§ **About this exercise**
Which lines of the entries below include "black"? List them all.

[Items listed in a dataset]
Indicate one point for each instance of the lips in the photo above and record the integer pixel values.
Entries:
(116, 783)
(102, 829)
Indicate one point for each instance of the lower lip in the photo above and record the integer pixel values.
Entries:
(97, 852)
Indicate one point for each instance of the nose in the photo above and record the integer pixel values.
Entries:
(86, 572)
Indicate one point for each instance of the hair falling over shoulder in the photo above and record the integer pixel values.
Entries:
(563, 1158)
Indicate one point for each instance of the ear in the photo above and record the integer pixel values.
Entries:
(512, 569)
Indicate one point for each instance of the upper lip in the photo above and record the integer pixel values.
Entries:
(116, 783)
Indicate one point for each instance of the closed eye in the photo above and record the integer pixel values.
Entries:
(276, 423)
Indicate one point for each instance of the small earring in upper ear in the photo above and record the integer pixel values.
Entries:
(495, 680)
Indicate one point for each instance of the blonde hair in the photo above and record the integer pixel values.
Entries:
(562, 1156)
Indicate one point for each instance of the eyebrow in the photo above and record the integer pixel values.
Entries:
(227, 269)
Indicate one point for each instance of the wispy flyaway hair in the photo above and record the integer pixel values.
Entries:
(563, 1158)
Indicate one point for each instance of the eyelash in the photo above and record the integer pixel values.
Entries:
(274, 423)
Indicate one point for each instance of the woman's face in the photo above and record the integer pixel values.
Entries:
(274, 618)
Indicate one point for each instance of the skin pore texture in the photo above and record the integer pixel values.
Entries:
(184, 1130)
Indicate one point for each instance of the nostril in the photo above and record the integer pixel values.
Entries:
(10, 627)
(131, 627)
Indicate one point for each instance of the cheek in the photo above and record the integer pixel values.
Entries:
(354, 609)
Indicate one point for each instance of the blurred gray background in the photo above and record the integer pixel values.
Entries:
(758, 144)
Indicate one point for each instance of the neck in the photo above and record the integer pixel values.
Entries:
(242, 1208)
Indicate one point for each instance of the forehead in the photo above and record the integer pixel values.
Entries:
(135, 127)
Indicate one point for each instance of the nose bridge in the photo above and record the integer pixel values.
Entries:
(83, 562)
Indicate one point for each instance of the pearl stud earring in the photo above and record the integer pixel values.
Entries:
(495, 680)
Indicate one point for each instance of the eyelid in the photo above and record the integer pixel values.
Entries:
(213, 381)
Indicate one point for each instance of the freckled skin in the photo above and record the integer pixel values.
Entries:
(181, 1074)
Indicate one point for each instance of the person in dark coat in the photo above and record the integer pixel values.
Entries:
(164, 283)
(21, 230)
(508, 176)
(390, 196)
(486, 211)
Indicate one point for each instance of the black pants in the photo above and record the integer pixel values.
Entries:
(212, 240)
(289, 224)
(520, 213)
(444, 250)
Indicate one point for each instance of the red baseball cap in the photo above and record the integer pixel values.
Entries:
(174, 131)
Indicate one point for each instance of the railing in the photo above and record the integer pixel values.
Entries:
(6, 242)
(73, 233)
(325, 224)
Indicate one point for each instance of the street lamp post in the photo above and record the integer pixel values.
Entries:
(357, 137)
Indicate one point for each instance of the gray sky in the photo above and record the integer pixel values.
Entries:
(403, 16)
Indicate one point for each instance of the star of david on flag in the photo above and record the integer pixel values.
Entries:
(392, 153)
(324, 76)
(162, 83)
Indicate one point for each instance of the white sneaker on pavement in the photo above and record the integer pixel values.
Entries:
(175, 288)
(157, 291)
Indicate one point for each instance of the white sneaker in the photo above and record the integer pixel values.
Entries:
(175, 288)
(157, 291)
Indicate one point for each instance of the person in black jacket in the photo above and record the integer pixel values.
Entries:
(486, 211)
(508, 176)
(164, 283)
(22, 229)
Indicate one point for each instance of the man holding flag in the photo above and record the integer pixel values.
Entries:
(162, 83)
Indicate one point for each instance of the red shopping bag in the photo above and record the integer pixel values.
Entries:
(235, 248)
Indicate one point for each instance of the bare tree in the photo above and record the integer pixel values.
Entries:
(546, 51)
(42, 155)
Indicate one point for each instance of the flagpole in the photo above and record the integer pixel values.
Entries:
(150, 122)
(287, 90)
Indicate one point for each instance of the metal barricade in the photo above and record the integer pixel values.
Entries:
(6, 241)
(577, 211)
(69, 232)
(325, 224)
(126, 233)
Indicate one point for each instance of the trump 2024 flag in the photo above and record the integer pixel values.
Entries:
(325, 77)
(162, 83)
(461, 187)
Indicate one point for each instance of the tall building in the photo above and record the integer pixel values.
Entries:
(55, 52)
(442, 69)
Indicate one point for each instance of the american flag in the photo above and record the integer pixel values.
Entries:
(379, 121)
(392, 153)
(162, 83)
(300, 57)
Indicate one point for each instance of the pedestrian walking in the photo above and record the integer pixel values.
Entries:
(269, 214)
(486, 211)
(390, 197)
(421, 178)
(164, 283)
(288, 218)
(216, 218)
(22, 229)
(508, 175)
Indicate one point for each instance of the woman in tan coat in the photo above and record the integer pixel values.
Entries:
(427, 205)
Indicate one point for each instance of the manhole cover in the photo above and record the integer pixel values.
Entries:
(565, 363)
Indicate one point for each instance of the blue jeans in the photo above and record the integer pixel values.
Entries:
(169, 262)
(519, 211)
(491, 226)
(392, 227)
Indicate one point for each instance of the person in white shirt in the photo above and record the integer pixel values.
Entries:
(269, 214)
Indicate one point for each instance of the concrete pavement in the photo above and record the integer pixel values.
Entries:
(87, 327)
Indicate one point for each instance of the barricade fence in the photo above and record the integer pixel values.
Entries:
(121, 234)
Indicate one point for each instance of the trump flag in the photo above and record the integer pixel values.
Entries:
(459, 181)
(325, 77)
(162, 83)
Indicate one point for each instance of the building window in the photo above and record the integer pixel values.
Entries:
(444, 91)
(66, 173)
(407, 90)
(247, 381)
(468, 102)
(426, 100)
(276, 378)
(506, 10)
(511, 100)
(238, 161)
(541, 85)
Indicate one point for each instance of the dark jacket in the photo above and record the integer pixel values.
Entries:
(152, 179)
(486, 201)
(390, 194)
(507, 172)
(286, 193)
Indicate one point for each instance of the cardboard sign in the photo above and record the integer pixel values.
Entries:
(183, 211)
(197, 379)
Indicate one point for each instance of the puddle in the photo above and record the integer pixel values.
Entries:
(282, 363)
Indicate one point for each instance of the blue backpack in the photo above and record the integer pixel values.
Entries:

§ **Exercise result**
Indicate one point for each instance of the black pants in the photo above and record the integer pixel values.
Indicate one point for each instance of the person in black jacket in the photo above and record the integer pixel values.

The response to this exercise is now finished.